[Pointing records]:
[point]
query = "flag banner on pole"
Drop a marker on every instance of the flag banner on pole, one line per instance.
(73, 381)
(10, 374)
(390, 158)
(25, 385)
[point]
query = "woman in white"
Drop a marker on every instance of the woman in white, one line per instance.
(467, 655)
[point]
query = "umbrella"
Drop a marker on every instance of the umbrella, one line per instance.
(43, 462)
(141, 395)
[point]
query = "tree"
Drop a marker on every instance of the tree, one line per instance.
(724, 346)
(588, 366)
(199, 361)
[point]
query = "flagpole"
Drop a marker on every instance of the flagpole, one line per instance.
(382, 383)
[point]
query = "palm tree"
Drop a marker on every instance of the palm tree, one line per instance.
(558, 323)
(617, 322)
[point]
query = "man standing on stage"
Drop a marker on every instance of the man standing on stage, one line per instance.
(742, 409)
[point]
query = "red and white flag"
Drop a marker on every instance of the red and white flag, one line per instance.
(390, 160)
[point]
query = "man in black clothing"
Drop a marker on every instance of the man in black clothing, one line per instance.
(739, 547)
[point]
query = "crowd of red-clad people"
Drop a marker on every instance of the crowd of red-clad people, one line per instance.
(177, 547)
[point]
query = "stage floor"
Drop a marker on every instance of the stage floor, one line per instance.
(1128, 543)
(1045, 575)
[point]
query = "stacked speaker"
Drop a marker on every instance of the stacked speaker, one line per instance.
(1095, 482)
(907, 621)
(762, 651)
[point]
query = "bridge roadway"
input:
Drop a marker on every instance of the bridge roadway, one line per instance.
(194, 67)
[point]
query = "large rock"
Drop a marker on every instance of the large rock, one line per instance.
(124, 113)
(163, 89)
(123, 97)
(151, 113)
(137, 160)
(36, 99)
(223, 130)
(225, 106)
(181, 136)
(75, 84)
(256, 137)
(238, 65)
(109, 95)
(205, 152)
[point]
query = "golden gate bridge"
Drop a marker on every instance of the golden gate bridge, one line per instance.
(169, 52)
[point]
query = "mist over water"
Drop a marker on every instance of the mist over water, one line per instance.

[INSTRUCTIONS TO FOLLOW]: Reproduce every line of the records above, unchanged.

[CORRECT RESULT]:
[point]
query = "flag banner on pole"
Drop a marker on every instance of the flag banner on pole, one line per instance.
(73, 381)
(10, 374)
(390, 158)
(25, 385)
[point]
query = "woman in white"
Drop a marker on every instance of the woman in white, one line per instance.
(467, 655)
[point]
query = "umbrella"
Drop a marker on every instance of the umbrella, one line per instance.
(43, 462)
(141, 395)
[point]
query = "tree"
Drop a marker on every instance of the tree, one line per instance.
(724, 346)
(588, 366)
(199, 361)
[point]
query = "flagpole"
Drop a marker on every instance of the flagpole, one line per instance.
(382, 383)
[point]
query = "palm tree"
Drop a marker on every instance of the palm tree, one line per instance.
(558, 323)
(617, 322)
[point]
query = "man standing on stage"
Drop a marker on every instance of the man standing on stage, one line per instance.
(742, 409)
[point]
query = "red and white flag"
Drop a marker on every instance of the red and white flag, one line per instance.
(390, 160)
[point]
query = "man in black clothing"
Drop a marker on every instance of the man in black clothing, one line per instance.
(739, 547)
[point]
query = "crowd of red-clad people"
Drop a marker on every instance of the crowd of red-clad people, one line per instance.
(177, 547)
[point]
query = "stage floor"
Drop a marker on every instance of the stage floor, one line per instance.
(1128, 543)
(1045, 575)
[point]
query = "stacked speaker"
Drop a marker on every instance of the stacked speaker, one line per instance.
(1095, 482)
(907, 621)
(762, 651)
[point]
query = "bridge roadway"
input:
Drop a marker on every instance of the bridge roadway, one line per instance.
(194, 67)
[point]
query = "large rock"
Drop a marker on every instance of the large rock, one line per instance.
(124, 113)
(163, 89)
(123, 97)
(151, 113)
(137, 160)
(36, 99)
(223, 130)
(225, 106)
(181, 136)
(75, 84)
(256, 137)
(238, 65)
(109, 95)
(205, 152)
[point]
query = "golden gate bridge"
Drop a marker on every instance of the golden gate bridge, one line per instance.
(169, 52)
[point]
query = "mist over water"
Drop a marker on every instance of the mist over water, one line per instance.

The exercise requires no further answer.